Please count the rows below that contain the string "white", with case counting, and reply with only the number.

>> BEGIN Items

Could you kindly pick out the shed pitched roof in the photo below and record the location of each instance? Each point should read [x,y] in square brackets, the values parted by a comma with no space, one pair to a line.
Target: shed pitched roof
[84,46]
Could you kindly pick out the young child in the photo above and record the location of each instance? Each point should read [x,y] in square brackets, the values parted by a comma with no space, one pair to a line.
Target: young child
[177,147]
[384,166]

>> END Items
>> BEGIN Items

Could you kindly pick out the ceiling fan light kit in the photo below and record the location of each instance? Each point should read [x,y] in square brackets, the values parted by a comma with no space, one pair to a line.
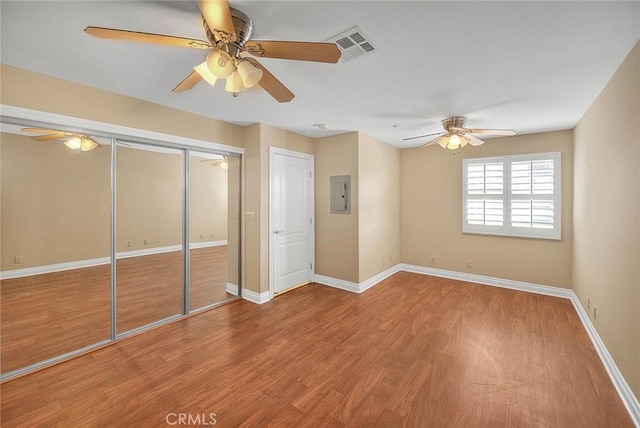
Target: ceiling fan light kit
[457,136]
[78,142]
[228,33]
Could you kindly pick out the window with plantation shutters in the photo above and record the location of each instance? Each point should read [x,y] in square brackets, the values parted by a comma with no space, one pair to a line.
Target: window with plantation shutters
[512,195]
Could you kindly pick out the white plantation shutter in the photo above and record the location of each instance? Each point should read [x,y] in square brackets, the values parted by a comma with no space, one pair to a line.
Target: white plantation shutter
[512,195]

>> END Items

Output for this task →
2